Copy out every line of the records that contains the word "blue", matching its case exactly.

Supplied information
= = =
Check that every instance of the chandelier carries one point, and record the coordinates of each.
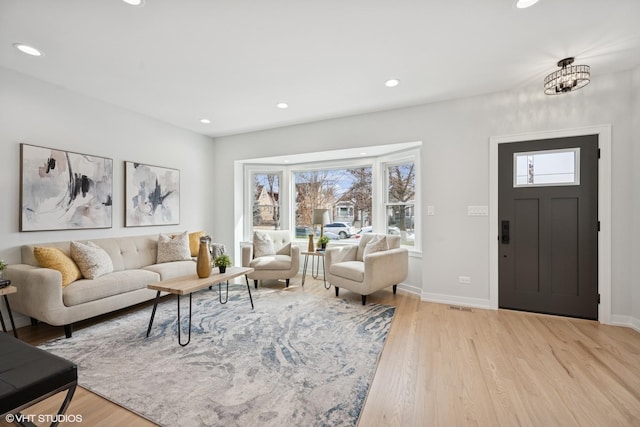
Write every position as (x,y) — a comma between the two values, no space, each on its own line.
(568,78)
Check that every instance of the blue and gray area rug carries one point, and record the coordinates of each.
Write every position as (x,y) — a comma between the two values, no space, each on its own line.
(296,360)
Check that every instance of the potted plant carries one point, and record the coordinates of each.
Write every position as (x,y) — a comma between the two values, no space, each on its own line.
(222,261)
(322,242)
(3,265)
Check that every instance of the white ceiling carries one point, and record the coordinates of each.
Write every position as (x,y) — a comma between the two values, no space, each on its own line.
(232,61)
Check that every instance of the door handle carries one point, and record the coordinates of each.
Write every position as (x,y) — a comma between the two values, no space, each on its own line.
(505,232)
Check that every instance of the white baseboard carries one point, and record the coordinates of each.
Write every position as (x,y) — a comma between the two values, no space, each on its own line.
(414,290)
(627,321)
(456,300)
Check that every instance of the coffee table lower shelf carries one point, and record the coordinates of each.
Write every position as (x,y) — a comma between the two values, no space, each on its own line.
(187,285)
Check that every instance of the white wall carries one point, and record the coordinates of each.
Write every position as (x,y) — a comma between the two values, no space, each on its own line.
(635,236)
(38,113)
(455,174)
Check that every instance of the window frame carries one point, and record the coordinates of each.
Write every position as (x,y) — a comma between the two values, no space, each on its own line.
(287,194)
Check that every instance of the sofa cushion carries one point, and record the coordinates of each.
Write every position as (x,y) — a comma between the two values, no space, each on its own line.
(173,247)
(273,262)
(352,270)
(377,244)
(169,270)
(194,242)
(56,259)
(118,282)
(262,244)
(92,260)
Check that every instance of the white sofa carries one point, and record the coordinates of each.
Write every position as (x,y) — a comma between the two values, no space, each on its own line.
(281,262)
(350,268)
(41,295)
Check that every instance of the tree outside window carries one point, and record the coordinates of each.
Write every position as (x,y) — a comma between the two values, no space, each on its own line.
(400,204)
(345,192)
(266,201)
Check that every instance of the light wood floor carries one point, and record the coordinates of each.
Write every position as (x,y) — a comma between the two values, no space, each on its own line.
(448,367)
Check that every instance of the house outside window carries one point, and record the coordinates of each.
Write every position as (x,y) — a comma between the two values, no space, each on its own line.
(266,201)
(400,200)
(347,193)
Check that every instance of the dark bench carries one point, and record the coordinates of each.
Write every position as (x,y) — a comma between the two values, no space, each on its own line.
(29,375)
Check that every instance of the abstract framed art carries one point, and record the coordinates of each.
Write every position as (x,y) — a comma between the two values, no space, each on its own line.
(63,190)
(152,195)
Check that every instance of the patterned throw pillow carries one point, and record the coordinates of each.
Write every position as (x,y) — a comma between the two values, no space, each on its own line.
(377,244)
(56,259)
(92,259)
(173,248)
(262,245)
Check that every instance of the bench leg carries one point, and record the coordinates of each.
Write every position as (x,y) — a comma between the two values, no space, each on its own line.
(65,404)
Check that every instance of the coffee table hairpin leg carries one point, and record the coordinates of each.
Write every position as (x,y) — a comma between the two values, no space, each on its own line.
(220,293)
(180,323)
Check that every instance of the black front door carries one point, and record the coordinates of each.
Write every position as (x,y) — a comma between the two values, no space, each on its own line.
(548,248)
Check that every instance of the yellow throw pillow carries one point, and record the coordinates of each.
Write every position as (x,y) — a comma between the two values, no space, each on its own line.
(194,242)
(56,259)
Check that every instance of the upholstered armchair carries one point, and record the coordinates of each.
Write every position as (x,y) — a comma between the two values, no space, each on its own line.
(375,263)
(272,256)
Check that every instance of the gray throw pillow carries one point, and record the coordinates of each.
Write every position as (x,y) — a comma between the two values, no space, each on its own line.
(173,247)
(92,260)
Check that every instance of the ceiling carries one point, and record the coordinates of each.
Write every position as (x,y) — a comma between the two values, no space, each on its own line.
(232,61)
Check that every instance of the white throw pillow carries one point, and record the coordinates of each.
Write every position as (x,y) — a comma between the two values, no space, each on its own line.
(173,247)
(262,244)
(92,260)
(377,244)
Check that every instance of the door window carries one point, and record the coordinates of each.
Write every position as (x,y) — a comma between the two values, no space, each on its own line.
(547,167)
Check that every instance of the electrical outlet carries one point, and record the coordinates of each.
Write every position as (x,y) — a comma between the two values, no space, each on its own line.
(478,210)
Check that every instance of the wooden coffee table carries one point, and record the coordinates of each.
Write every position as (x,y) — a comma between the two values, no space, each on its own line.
(187,285)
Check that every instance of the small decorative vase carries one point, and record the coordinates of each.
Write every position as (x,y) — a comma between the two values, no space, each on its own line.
(203,265)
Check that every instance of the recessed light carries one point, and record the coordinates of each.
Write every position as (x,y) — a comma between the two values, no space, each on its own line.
(523,4)
(29,50)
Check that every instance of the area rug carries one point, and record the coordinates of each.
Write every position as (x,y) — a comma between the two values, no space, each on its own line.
(296,359)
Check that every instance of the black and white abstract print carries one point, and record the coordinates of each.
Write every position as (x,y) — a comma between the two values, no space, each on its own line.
(152,195)
(64,190)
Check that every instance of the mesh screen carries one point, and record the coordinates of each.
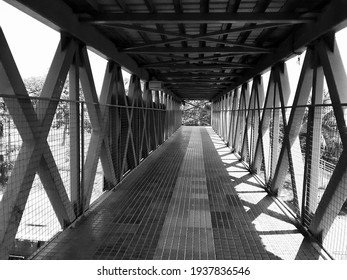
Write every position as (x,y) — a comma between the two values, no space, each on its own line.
(132,132)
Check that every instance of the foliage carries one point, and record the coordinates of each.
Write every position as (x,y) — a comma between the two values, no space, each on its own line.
(331,144)
(197,112)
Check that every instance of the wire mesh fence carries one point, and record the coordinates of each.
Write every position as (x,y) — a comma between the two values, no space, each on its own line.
(315,176)
(33,208)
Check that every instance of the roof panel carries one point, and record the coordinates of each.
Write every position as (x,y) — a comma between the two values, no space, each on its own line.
(201,43)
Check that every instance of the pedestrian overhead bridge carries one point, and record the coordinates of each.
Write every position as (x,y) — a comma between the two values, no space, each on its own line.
(115,175)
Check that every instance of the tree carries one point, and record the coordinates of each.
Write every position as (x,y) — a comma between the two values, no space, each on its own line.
(197,112)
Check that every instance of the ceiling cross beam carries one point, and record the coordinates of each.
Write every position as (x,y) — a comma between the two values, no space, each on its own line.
(198,18)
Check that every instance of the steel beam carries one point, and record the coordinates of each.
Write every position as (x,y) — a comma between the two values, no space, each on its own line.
(58,15)
(199,18)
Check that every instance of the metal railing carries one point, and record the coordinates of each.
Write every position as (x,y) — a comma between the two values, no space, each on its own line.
(132,133)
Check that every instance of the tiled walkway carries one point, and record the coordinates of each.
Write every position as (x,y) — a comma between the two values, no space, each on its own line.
(191,199)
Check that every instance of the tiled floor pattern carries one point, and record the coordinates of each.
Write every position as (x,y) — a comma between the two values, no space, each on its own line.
(191,199)
(187,229)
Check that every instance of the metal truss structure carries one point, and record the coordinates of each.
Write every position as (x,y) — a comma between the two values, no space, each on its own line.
(199,50)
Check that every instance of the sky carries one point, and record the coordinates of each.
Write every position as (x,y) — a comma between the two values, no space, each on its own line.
(33,45)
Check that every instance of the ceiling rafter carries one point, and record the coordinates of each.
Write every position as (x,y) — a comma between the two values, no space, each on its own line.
(168,64)
(233,50)
(198,36)
(200,18)
(180,75)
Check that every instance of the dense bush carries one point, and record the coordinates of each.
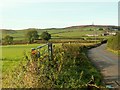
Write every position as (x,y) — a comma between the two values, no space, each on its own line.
(114,42)
(69,68)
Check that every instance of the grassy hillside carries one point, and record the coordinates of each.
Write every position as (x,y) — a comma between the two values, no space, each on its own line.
(68,32)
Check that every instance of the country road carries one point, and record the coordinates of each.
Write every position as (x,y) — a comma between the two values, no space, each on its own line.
(107,63)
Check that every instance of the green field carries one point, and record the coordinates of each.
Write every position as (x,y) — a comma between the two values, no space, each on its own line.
(14,54)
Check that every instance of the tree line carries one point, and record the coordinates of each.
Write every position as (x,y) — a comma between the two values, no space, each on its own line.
(30,36)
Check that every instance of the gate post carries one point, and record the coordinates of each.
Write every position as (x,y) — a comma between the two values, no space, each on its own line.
(50,51)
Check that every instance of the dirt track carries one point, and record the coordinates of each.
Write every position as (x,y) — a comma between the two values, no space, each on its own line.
(107,63)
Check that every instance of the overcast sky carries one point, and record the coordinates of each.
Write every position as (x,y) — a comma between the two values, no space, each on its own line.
(21,14)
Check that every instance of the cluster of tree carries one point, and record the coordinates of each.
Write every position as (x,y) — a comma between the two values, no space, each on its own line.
(31,35)
(114,42)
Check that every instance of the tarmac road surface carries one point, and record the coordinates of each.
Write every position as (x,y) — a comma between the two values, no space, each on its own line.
(107,63)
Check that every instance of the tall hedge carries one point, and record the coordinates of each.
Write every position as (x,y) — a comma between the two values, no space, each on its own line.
(114,42)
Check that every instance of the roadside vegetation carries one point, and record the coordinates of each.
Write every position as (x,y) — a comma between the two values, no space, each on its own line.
(114,43)
(69,68)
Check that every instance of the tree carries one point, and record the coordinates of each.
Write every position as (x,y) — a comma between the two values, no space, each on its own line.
(8,39)
(45,36)
(32,35)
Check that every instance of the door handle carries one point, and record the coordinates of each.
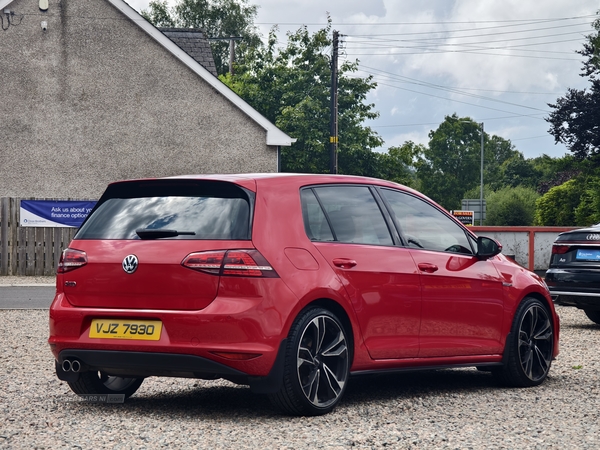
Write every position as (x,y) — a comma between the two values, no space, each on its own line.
(427,267)
(344,263)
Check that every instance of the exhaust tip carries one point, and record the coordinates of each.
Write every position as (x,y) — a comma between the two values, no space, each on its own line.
(66,365)
(75,366)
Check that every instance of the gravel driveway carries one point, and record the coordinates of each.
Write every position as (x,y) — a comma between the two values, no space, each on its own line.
(460,408)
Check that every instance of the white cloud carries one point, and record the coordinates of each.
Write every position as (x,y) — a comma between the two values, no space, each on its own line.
(403,38)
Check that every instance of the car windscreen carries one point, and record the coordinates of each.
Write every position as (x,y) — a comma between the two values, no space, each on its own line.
(175,216)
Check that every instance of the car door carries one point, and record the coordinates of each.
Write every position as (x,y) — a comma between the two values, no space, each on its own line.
(350,230)
(462,295)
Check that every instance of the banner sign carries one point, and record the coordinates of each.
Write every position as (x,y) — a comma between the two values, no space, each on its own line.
(465,217)
(51,213)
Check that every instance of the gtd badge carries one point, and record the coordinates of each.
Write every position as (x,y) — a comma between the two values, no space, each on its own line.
(130,263)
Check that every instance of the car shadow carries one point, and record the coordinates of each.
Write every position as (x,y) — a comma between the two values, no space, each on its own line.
(227,402)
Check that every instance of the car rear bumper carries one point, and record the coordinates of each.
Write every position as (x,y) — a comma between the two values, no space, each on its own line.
(582,300)
(133,364)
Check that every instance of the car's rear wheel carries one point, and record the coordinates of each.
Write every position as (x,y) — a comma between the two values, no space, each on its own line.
(317,365)
(529,347)
(593,315)
(99,383)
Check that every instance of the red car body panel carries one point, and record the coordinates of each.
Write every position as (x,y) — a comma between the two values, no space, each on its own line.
(405,307)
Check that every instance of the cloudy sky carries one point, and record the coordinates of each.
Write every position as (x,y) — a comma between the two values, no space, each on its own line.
(497,62)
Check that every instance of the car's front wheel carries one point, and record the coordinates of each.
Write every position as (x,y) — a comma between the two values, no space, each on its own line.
(99,383)
(593,315)
(529,347)
(317,364)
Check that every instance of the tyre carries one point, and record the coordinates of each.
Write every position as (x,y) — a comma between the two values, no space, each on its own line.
(529,347)
(593,315)
(317,365)
(98,383)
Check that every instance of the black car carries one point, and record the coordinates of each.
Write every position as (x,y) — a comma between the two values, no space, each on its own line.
(574,273)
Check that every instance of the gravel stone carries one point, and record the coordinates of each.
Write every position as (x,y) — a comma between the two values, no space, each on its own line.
(443,409)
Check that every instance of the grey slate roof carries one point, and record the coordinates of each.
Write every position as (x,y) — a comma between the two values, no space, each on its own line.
(194,42)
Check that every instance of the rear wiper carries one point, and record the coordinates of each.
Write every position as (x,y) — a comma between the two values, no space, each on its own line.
(149,233)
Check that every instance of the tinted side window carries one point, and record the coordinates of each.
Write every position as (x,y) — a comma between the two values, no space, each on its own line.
(351,215)
(424,226)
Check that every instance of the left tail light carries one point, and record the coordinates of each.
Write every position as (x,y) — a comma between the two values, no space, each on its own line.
(244,263)
(71,259)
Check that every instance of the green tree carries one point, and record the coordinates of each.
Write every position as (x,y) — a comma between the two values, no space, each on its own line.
(218,19)
(588,210)
(518,171)
(557,206)
(291,87)
(511,206)
(575,120)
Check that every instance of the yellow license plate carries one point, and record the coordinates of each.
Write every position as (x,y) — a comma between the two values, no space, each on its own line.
(146,330)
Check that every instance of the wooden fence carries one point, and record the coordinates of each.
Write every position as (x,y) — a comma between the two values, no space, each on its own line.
(29,251)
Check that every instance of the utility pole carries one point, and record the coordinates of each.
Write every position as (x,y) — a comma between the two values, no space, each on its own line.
(333,129)
(231,40)
(481,181)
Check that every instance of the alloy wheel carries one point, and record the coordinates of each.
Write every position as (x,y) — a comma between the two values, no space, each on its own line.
(322,361)
(535,342)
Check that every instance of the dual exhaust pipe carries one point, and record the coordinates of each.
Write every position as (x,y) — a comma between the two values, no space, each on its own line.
(71,365)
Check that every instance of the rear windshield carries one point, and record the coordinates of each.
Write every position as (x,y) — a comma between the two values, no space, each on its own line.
(193,216)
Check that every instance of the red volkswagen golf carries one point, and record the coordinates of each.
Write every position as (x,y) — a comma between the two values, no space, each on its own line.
(290,284)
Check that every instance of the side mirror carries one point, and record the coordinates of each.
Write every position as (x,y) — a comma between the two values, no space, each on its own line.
(487,247)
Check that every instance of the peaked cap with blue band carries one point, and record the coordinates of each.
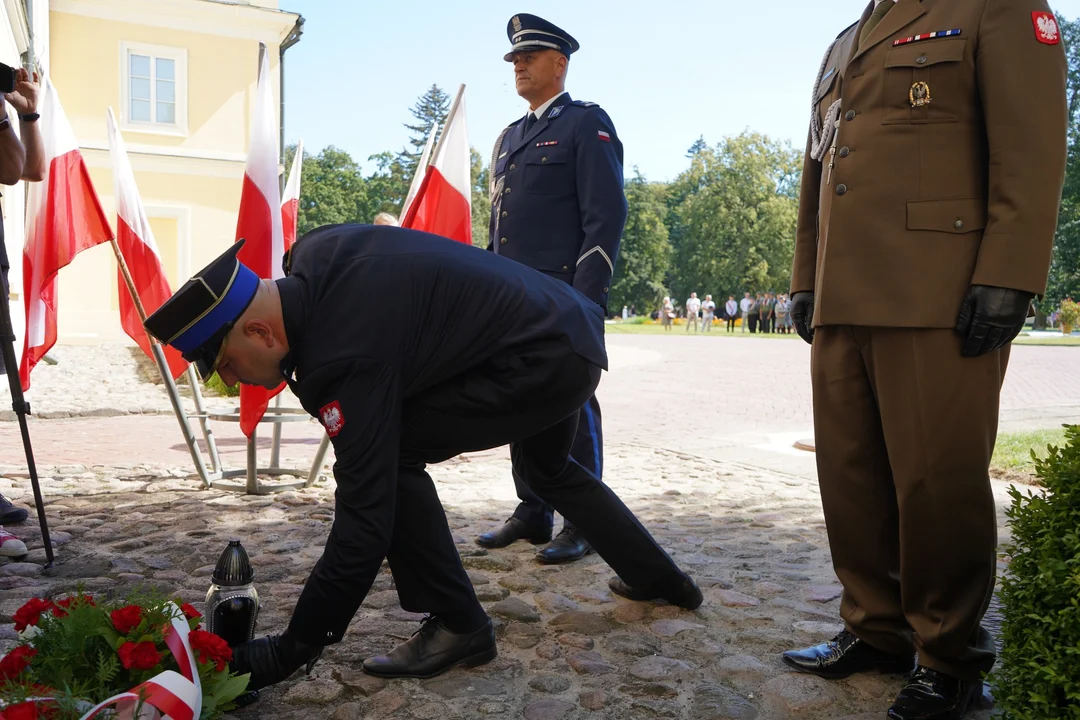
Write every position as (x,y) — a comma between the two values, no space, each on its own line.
(200,314)
(531,32)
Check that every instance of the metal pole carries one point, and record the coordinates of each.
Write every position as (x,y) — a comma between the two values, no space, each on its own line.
(204,420)
(22,409)
(159,356)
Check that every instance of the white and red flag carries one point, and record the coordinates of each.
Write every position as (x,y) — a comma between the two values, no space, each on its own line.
(64,217)
(135,241)
(260,220)
(443,204)
(291,199)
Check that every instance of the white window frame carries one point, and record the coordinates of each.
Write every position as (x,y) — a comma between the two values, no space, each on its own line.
(179,56)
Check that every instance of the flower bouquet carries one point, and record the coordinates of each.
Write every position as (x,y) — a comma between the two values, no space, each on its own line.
(142,661)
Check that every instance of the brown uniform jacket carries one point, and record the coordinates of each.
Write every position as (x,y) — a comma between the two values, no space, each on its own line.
(923,202)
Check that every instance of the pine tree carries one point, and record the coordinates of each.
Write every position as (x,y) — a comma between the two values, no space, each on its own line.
(430,110)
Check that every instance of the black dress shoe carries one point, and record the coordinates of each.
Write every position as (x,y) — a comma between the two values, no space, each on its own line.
(272,659)
(511,531)
(683,593)
(933,695)
(845,655)
(432,650)
(10,514)
(567,546)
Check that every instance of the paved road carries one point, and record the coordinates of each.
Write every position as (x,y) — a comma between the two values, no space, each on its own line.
(742,399)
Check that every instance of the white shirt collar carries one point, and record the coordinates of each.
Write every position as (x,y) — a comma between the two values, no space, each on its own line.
(539,112)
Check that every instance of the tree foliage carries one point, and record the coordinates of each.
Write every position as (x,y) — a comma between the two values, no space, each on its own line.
(645,255)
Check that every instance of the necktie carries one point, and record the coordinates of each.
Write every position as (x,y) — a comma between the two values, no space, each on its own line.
(879,12)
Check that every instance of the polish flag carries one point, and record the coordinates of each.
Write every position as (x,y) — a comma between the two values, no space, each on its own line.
(140,254)
(260,221)
(443,203)
(64,217)
(291,200)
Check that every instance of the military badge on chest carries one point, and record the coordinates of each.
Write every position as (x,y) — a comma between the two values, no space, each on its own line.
(919,95)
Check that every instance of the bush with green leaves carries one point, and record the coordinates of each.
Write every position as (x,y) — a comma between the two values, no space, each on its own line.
(1038,676)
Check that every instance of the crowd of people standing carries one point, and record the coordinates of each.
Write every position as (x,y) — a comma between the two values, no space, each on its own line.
(763,312)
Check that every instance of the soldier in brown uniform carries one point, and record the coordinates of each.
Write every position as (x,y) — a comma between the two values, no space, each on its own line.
(929,201)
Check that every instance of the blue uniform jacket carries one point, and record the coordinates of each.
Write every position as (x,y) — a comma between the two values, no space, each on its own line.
(557,199)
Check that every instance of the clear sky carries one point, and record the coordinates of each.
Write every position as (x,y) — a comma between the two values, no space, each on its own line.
(666,71)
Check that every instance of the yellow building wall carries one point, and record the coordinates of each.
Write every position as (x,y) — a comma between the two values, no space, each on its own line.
(191,194)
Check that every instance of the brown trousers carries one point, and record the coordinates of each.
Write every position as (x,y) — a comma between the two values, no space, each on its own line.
(904,429)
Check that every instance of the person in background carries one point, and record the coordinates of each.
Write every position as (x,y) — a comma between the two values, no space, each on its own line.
(692,308)
(744,308)
(709,312)
(783,318)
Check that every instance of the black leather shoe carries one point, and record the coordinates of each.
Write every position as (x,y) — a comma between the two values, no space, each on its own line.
(683,593)
(845,655)
(511,531)
(567,546)
(432,650)
(933,695)
(10,514)
(272,659)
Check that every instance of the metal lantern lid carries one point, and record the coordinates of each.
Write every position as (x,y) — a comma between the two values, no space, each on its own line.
(233,568)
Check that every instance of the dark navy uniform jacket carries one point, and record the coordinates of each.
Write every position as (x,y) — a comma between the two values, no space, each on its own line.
(376,315)
(557,199)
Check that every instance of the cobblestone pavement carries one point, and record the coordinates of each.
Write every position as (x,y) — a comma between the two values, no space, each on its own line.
(696,446)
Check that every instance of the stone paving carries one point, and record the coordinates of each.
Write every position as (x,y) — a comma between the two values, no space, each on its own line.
(696,456)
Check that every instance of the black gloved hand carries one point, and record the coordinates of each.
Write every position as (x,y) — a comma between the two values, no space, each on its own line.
(802,315)
(272,659)
(990,317)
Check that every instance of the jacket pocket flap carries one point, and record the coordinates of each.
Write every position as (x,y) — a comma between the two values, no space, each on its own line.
(954,216)
(925,54)
(550,155)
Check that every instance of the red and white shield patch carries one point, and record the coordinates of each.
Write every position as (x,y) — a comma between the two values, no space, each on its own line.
(1045,28)
(332,418)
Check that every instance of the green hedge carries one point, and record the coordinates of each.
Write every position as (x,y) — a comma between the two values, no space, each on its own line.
(1038,677)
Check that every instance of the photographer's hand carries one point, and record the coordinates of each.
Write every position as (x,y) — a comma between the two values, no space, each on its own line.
(24,98)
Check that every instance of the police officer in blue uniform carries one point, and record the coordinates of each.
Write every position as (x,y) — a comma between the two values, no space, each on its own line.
(557,205)
(501,355)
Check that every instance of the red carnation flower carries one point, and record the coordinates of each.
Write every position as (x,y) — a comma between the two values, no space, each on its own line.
(127,619)
(30,613)
(16,661)
(22,711)
(211,649)
(138,656)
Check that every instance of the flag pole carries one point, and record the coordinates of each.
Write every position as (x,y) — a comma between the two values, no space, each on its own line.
(159,356)
(449,119)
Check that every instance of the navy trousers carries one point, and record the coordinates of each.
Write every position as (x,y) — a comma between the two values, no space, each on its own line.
(588,450)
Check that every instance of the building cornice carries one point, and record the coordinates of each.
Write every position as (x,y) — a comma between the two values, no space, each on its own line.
(205,16)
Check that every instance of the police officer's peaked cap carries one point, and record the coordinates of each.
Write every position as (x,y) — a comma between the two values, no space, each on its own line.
(200,314)
(531,32)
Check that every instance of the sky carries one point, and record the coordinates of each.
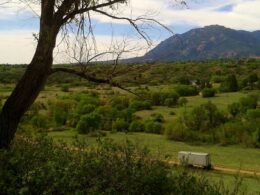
= = =
Written answer
Check that every instance of the blue and gray area rug carries one point, and record the coordinates of each.
Check that every instance of the peaked cap with blue band carries one point, and record the coordinates of each.
Check that every instance of the blue uniform jacket carries one point, and record the coordinates of each.
Check that every instance of the police officer in blue uniform carries one point, and record the coordinates of each.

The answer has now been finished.